▶ **Point-per-instance localization data**:

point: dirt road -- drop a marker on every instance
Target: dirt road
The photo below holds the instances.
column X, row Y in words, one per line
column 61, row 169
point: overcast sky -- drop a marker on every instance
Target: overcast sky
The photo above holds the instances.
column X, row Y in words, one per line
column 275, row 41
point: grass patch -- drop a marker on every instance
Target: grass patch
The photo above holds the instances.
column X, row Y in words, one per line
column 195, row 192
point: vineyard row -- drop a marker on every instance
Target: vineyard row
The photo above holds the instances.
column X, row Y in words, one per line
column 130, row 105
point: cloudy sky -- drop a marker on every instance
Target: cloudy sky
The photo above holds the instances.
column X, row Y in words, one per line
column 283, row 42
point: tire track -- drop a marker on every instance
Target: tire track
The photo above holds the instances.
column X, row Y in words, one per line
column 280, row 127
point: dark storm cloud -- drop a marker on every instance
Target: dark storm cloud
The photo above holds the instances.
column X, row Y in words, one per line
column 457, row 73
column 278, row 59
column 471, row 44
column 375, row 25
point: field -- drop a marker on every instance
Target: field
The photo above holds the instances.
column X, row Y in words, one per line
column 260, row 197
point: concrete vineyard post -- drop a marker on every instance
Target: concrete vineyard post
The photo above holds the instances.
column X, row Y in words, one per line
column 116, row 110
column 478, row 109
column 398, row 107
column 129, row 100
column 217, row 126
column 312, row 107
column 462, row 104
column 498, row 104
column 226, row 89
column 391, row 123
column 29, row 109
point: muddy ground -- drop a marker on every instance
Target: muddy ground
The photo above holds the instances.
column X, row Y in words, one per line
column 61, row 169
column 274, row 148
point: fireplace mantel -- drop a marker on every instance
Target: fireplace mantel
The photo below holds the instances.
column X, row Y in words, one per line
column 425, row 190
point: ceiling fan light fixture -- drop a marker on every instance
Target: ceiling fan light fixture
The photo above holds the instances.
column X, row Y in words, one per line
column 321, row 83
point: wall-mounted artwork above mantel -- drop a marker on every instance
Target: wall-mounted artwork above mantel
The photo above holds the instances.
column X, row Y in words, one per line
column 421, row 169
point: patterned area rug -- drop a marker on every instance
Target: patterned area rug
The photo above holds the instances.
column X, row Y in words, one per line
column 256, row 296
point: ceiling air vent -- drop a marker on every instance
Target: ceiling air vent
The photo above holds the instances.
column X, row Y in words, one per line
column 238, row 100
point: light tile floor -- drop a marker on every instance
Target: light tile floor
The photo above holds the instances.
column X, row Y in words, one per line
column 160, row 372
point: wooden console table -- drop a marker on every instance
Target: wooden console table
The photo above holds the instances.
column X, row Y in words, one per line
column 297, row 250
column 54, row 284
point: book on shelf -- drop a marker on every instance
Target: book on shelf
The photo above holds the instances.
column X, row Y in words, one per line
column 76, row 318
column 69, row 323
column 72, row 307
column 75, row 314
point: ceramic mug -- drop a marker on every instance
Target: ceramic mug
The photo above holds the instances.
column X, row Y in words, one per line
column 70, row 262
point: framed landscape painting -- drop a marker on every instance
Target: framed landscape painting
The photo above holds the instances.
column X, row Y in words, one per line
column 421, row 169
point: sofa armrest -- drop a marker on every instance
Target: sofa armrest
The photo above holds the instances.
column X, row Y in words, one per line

▶ **Task goal**:
Select every line above that contains the word "painting", and copy it.

▶ **Task solution**:
point: framed landscape painting -- drop a marker on every instance
Target: framed landscape painting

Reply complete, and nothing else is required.